→ **EXERCISE REQUIREMENTS**: Please rescale everything from the line containing "[mark] rocky ground" down to the end of the items. Repeat each of those lines in order with its request text unchanged, but multiply every coordinate in the answers by 1.75 and round to the nearest whole number, halves up, giving those lines alone.

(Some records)
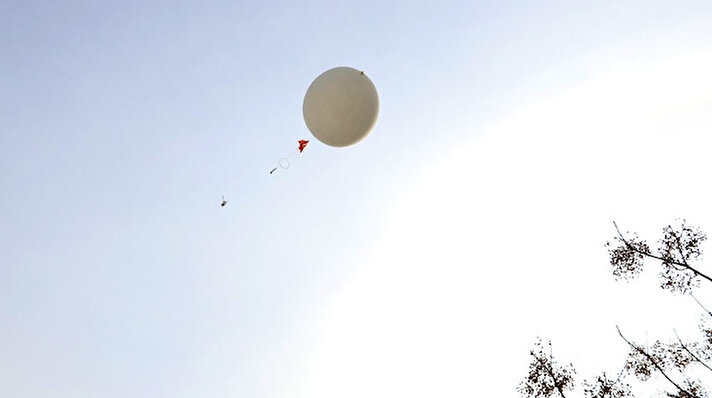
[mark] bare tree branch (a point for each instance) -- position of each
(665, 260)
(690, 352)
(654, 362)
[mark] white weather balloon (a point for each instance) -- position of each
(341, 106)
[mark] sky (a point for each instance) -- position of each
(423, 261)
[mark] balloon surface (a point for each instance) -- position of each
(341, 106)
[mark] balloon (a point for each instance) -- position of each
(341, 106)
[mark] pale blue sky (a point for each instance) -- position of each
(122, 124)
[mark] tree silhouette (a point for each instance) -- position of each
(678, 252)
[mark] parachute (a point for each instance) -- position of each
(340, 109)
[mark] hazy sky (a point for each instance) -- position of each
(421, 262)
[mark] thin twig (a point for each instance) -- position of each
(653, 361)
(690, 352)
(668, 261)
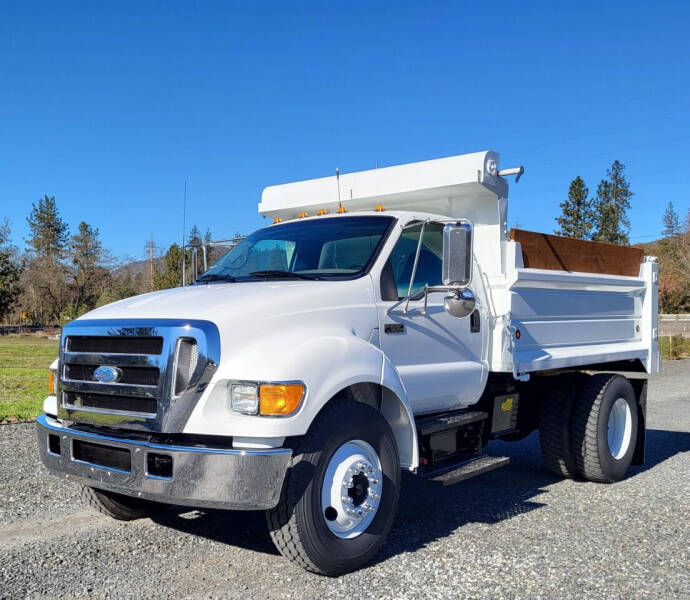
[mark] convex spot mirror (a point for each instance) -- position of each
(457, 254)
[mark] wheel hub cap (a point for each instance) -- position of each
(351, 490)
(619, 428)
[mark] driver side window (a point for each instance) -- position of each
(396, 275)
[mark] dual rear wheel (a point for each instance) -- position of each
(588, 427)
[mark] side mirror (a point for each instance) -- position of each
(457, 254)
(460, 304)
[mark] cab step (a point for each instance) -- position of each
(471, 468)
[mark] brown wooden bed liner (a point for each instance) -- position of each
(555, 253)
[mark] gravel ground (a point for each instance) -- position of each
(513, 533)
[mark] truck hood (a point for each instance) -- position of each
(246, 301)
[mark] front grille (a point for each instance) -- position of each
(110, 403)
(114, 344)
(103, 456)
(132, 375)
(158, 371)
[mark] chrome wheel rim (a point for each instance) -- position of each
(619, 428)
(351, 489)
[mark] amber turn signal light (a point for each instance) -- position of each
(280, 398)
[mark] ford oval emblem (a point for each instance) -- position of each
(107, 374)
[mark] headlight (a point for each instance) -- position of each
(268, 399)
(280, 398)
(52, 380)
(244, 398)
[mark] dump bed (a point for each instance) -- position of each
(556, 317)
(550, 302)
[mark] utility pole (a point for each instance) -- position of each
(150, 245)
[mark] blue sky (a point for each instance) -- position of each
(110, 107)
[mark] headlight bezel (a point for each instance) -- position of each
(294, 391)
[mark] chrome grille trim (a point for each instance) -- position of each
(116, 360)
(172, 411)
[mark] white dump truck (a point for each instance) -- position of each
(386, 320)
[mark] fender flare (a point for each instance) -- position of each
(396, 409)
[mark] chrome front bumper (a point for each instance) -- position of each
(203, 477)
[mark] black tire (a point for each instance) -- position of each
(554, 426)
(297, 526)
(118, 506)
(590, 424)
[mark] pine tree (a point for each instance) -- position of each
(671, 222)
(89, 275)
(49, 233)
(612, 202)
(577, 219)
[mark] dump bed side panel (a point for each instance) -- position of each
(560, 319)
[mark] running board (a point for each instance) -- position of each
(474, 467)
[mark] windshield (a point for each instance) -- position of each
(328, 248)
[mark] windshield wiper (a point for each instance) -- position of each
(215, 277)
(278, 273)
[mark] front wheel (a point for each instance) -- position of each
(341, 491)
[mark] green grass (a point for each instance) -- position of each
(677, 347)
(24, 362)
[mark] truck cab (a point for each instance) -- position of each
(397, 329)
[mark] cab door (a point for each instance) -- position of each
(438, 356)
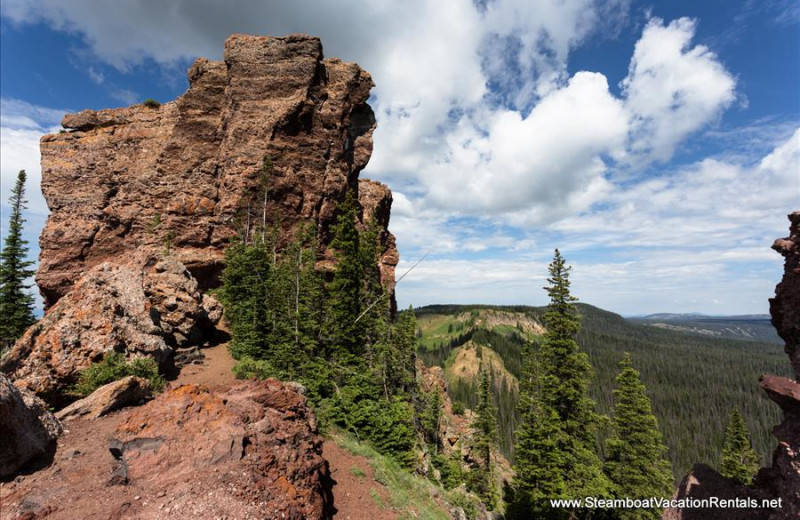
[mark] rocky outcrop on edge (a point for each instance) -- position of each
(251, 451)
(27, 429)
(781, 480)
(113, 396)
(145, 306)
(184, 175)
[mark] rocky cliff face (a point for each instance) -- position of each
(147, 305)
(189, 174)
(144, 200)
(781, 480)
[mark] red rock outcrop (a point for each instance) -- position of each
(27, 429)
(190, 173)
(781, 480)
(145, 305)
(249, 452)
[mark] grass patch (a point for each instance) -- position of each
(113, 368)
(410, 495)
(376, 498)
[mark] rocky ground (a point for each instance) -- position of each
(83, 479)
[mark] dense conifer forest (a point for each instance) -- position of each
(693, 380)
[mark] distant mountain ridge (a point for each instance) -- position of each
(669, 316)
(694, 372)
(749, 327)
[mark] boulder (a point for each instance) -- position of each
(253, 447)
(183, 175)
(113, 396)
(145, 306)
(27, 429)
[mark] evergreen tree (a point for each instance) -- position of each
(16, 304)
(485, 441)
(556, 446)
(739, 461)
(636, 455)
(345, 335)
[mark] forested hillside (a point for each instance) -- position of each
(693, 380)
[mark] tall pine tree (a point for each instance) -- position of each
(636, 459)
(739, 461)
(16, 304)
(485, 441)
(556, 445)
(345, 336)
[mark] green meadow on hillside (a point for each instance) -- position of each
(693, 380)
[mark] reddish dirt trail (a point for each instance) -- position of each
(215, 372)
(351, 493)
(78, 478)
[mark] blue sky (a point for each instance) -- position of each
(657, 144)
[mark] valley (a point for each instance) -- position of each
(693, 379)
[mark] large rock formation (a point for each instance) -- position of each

→ **ANSWER TO THIS TASK**:
[mark] rocky ground (a point for each instance) -- position of each
(145, 838)
[mark] dense conifer forest (a point for each instance) -- position of each
(1213, 665)
[mark] distant mountain ridge (a point for each instance) -- position of each
(1171, 553)
(1215, 651)
(1311, 572)
[mark] boulder (a point for each instance) -- position of each
(443, 782)
(320, 306)
(198, 693)
(254, 536)
(47, 751)
[mark] evergreen tree (a point for each instance) -- position of each
(28, 532)
(849, 772)
(973, 781)
(1293, 807)
(1113, 796)
(604, 586)
[mark] forested hillside (a point for each instance) -- position of each
(1213, 665)
[mark] tall pine tree (a point for each instance) -- position of each
(1113, 803)
(1293, 807)
(28, 532)
(849, 772)
(973, 779)
(604, 588)
[mark] green meadow on hillside (a point for each instance) -- position of each
(1213, 665)
[mark] reddish dirt trail (a point for each instance) -- position of each
(376, 651)
(614, 863)
(137, 837)
[mark] blue sky (a point for each instance) -- position of each
(1150, 252)
[mark] valley (a point for each instance) -- position of each
(1213, 663)
[mark] large rock formation (a point for each instance) -- position of each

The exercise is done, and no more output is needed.